Shape annotation data
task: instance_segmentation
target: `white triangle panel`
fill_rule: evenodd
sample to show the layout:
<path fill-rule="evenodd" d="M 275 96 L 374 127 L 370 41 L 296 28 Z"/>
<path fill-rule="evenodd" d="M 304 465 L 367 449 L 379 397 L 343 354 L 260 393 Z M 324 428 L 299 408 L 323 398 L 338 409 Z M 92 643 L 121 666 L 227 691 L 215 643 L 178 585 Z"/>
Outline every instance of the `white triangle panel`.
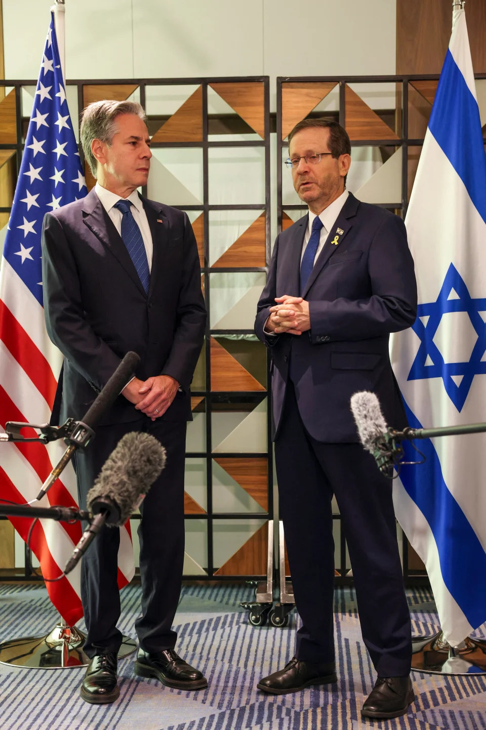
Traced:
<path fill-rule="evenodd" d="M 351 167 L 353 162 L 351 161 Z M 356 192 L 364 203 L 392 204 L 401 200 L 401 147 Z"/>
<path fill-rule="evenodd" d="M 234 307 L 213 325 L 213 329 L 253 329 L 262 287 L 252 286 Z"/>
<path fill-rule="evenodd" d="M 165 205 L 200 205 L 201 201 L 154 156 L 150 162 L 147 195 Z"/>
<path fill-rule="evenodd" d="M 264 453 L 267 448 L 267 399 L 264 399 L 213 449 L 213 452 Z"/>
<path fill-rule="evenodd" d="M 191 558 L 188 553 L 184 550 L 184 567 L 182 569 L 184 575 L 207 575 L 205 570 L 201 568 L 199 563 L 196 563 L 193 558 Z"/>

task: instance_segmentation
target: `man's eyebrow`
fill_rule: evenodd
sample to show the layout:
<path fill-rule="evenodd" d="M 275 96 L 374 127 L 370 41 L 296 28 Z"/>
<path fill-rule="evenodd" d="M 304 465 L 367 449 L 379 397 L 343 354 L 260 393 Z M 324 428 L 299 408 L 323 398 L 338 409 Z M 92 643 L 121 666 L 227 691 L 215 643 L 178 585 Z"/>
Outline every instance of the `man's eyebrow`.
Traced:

• [What is asked]:
Pick out every line of the data above that contains the string "target", with case taken into account, and copy each of those lines.

• [The answer]:
target: `white triangle panel`
target: `man's eyebrow`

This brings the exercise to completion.